### TASK DIRECTIONS
In the listing that follows, the range to quote begins at the line that has "positive clicks: (300, 199) (296, 202)" and ends after the line that has "196L309 188L298 192L246"; quote it verbatim and add nothing.

### RECORDS PROVIDED
┏━━

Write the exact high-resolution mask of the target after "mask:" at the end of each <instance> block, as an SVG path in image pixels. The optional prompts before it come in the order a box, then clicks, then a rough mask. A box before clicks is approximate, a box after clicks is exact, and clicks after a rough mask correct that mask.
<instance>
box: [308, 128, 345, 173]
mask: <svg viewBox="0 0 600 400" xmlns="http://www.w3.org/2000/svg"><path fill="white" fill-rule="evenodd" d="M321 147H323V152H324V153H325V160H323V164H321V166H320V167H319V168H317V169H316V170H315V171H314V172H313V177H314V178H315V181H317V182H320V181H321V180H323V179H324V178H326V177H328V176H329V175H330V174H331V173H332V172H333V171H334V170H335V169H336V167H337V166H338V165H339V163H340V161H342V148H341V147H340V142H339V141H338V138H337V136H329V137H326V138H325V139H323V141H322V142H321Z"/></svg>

┗━━
┏━━

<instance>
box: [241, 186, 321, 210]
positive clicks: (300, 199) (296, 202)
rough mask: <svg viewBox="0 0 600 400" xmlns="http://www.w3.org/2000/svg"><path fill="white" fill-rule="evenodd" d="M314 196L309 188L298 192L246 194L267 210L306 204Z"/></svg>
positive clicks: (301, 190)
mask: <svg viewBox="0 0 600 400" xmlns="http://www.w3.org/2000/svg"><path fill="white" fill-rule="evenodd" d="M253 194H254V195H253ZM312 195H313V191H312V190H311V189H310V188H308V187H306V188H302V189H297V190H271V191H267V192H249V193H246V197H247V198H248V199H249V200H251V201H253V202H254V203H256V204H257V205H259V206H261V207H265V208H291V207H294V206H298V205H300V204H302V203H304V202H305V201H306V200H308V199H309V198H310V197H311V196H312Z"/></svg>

┗━━
┏━━

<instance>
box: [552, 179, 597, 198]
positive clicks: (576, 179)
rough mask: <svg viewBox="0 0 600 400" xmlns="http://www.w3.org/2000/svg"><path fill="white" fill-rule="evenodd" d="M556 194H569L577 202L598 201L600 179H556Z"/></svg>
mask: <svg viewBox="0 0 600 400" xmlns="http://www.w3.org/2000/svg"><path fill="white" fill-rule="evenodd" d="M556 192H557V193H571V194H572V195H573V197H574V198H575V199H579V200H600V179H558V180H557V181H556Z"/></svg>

┗━━

### ANSWER FOR THIS EXERCISE
positive clicks: (300, 199) (296, 202)
rough mask: <svg viewBox="0 0 600 400" xmlns="http://www.w3.org/2000/svg"><path fill="white" fill-rule="evenodd" d="M314 196L309 188L298 192L246 194L267 210L306 204Z"/></svg>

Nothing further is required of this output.